▸ Problem:
Rewrite the lines from the one containing "trace the outline of every instance of the white wall" through the one containing "M17 95L16 93L16", changing "building" to "structure" and leaving everything else as it is.

▸ Given information:
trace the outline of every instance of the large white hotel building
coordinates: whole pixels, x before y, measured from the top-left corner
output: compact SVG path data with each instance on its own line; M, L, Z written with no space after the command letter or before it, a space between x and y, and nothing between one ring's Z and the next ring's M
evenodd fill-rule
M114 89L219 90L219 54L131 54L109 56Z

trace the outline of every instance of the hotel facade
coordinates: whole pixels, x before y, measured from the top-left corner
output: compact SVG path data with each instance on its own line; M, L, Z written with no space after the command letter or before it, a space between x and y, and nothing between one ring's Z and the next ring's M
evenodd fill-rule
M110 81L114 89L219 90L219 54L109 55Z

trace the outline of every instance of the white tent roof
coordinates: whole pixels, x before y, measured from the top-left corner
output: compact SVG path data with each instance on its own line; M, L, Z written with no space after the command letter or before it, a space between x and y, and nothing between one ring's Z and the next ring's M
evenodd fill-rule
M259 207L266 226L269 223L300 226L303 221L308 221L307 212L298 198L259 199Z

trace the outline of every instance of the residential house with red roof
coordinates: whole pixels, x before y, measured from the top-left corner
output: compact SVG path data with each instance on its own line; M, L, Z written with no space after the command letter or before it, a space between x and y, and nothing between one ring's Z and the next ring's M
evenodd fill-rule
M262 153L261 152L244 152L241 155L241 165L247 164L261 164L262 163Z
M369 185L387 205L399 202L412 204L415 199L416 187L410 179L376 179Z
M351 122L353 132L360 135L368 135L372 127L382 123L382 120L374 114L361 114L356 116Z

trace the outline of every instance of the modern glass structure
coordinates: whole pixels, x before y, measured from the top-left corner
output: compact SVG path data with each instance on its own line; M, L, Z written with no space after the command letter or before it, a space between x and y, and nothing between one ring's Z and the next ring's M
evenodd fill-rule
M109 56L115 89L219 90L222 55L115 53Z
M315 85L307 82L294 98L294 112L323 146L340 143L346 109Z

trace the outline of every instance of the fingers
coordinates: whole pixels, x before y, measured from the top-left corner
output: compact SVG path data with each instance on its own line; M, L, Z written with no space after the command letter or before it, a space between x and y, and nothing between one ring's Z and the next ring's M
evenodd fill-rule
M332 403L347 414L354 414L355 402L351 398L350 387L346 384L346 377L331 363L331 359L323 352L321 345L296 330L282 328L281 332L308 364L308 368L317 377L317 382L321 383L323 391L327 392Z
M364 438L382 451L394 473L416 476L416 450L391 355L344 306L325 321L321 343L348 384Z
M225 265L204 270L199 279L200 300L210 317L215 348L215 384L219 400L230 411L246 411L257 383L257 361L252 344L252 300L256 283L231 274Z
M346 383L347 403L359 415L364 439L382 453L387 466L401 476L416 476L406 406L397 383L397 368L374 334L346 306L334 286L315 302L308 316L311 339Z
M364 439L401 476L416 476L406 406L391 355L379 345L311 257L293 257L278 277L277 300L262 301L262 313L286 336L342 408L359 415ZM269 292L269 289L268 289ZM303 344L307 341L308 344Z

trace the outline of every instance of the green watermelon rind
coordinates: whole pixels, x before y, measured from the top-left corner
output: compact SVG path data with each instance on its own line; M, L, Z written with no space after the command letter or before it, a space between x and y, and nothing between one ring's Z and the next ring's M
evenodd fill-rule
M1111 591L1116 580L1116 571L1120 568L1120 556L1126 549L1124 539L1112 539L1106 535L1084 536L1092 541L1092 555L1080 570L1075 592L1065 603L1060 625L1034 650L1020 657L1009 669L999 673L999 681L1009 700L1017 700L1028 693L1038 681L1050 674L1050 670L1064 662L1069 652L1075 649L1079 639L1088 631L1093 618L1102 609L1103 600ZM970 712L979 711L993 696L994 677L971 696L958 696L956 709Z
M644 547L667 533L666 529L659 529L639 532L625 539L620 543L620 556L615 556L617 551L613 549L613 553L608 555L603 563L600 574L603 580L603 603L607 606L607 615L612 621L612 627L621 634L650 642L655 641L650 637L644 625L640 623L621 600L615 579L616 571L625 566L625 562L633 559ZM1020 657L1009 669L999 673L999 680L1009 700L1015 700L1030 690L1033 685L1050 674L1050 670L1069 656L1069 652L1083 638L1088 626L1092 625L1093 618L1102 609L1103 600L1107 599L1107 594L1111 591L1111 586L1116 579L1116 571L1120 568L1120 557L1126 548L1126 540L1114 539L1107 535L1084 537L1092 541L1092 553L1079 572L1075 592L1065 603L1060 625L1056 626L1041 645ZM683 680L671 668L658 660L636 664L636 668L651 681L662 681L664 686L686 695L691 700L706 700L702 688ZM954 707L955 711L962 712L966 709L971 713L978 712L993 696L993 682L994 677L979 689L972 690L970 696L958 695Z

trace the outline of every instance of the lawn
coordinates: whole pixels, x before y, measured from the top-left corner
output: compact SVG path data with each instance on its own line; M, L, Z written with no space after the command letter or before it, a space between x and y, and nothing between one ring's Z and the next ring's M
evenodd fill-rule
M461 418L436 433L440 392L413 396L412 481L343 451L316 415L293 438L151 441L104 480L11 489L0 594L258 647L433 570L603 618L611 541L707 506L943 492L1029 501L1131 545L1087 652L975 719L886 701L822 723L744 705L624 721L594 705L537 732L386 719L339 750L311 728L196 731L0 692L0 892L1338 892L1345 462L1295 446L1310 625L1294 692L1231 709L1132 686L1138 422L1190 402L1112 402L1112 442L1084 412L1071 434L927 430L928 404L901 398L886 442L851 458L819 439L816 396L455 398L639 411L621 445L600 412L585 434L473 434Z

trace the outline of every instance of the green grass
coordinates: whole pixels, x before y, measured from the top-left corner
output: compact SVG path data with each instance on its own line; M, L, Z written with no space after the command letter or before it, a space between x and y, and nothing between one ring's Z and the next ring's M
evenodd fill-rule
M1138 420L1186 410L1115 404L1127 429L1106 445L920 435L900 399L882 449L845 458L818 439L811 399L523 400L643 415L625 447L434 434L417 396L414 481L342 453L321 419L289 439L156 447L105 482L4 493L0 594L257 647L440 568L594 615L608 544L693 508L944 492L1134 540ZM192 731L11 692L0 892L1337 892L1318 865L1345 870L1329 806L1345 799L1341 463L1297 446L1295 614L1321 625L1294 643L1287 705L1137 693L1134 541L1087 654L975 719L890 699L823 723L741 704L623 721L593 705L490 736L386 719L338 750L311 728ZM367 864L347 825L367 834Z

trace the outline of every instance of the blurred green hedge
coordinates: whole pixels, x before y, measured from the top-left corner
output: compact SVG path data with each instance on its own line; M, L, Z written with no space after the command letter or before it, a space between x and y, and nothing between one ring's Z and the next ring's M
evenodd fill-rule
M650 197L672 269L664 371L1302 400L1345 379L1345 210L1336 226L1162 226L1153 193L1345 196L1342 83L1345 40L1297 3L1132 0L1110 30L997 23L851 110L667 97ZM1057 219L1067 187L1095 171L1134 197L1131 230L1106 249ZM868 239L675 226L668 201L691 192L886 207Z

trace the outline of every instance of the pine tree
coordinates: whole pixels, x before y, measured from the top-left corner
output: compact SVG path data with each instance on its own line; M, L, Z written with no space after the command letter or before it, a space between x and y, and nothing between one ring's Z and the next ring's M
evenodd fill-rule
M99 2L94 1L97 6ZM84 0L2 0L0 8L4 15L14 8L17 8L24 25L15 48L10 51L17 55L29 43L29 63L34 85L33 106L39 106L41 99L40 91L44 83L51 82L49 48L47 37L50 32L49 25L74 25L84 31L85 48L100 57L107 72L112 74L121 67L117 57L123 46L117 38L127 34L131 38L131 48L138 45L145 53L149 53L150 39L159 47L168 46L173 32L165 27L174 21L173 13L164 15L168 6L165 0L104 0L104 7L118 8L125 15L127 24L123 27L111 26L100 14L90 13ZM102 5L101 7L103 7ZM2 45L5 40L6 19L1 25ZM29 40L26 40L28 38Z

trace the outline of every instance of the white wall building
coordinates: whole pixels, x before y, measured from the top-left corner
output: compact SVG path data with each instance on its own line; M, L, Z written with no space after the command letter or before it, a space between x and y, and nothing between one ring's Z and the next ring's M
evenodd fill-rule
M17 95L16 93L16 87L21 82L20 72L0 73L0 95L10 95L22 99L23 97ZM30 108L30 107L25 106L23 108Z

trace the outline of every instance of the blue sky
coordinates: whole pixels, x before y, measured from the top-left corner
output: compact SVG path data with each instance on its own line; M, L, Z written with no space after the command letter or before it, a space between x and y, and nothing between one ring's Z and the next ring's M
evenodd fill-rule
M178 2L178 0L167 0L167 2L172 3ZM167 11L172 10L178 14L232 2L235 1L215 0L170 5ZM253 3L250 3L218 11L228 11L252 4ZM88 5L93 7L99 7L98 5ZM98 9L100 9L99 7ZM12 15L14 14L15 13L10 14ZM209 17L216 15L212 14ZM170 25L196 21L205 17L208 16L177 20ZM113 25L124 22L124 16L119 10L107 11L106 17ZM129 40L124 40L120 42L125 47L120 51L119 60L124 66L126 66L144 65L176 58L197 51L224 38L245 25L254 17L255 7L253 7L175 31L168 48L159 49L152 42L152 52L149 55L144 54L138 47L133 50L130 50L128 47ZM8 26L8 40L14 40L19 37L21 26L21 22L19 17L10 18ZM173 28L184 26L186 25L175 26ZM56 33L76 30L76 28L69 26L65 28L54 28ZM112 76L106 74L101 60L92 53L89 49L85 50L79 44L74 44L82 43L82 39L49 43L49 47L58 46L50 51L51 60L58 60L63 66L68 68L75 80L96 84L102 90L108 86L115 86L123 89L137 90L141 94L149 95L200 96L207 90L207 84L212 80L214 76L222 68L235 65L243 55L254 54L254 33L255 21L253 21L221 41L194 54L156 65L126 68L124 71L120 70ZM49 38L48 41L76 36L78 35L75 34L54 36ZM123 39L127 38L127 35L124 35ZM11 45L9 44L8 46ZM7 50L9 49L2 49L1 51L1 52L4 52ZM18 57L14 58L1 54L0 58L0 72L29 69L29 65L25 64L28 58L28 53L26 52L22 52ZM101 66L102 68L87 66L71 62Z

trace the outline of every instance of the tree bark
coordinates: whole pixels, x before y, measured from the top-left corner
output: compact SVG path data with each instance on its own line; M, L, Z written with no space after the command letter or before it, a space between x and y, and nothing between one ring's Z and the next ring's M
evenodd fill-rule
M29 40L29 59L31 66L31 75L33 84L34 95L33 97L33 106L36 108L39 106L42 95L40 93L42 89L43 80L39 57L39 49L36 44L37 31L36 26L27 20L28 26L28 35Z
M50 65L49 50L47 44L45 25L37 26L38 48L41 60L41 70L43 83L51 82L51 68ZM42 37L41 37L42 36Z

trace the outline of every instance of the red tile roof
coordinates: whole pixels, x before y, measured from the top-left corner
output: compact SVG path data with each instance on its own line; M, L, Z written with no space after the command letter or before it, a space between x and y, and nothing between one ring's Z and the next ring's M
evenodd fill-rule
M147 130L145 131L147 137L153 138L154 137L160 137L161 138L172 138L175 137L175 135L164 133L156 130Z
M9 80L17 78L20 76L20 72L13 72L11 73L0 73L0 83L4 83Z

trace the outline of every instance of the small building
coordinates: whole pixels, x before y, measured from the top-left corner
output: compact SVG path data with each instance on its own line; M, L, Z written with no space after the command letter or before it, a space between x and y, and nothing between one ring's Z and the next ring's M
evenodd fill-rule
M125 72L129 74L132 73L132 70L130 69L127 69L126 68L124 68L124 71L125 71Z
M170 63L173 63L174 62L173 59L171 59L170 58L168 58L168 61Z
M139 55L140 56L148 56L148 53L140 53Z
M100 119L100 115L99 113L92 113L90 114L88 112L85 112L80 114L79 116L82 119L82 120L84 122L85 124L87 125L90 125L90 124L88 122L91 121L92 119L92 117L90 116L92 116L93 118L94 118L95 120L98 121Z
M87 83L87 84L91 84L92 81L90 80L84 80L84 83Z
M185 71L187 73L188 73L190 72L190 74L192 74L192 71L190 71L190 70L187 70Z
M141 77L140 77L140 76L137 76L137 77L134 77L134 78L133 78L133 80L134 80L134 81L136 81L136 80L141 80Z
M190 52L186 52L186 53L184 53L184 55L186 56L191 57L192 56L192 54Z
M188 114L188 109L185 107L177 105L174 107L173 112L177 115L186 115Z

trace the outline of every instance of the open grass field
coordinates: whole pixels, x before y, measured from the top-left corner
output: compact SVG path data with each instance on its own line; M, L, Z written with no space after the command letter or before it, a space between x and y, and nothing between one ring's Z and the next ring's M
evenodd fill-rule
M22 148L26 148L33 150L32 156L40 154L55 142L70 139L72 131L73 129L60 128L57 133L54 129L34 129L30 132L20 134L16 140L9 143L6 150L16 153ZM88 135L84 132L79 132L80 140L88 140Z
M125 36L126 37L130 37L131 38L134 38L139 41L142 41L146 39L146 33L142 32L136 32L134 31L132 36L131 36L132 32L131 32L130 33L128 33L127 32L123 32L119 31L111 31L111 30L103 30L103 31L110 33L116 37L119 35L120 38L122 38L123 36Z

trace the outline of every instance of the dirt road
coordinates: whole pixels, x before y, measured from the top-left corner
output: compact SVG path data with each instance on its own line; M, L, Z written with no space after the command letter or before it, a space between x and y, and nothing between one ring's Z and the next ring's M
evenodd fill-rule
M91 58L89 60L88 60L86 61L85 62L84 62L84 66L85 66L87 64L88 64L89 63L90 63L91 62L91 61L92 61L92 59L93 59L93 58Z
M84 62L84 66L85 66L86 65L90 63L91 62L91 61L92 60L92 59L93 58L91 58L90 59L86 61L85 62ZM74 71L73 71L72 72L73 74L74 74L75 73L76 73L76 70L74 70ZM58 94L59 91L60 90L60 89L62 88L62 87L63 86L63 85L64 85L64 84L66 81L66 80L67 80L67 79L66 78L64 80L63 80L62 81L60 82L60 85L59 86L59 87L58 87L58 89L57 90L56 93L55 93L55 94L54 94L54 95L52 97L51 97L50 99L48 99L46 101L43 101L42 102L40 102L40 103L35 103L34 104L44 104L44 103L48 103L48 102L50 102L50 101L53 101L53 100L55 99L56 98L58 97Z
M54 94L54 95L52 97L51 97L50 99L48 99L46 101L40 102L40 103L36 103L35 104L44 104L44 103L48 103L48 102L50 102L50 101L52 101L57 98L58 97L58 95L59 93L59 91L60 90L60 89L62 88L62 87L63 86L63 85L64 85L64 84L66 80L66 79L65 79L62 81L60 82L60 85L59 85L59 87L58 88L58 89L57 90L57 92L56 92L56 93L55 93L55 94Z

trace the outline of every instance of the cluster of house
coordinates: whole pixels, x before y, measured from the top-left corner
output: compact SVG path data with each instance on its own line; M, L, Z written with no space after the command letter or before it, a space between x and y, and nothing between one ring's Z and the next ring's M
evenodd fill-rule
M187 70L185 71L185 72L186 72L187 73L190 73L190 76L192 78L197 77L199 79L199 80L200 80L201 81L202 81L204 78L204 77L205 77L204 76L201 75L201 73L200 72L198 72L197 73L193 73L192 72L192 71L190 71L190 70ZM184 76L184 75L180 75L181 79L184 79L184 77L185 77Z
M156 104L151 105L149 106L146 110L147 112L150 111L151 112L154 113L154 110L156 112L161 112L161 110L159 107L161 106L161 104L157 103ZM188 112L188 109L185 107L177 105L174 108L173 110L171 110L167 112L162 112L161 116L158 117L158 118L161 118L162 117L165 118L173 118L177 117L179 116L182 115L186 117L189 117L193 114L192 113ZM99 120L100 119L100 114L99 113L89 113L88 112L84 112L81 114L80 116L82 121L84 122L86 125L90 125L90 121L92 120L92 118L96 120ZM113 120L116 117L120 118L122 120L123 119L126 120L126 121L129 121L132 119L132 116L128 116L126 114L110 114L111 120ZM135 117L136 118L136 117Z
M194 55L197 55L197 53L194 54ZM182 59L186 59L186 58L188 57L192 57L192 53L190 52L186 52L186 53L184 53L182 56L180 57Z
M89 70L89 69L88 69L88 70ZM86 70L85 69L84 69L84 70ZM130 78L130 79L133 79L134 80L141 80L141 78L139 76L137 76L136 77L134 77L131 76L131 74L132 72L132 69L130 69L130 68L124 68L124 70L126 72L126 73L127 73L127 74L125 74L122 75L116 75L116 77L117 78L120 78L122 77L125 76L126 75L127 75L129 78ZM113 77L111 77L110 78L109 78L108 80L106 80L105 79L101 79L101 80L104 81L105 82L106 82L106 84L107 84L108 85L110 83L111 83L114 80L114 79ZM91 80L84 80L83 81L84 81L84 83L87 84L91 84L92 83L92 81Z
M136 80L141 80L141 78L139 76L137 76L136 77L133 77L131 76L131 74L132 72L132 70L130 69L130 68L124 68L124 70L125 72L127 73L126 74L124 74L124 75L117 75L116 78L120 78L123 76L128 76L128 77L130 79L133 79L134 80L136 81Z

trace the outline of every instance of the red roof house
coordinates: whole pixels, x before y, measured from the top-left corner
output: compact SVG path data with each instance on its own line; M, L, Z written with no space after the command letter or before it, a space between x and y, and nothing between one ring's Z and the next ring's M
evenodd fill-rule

▸ Task output:
trace the outline of every instance of the white wall structure
coordinates: whole pixels, x before y, measured from the top-left corner
output: compact SVG path data with each instance on its own line; M, L, Z written with no space after the command letter or before it, a space between x and y, and nothing between one ring's Z and the next ring's M
evenodd fill-rule
M17 95L16 93L16 87L21 82L20 72L0 73L0 95L10 95L22 99L23 97ZM30 108L30 107L25 106L23 108Z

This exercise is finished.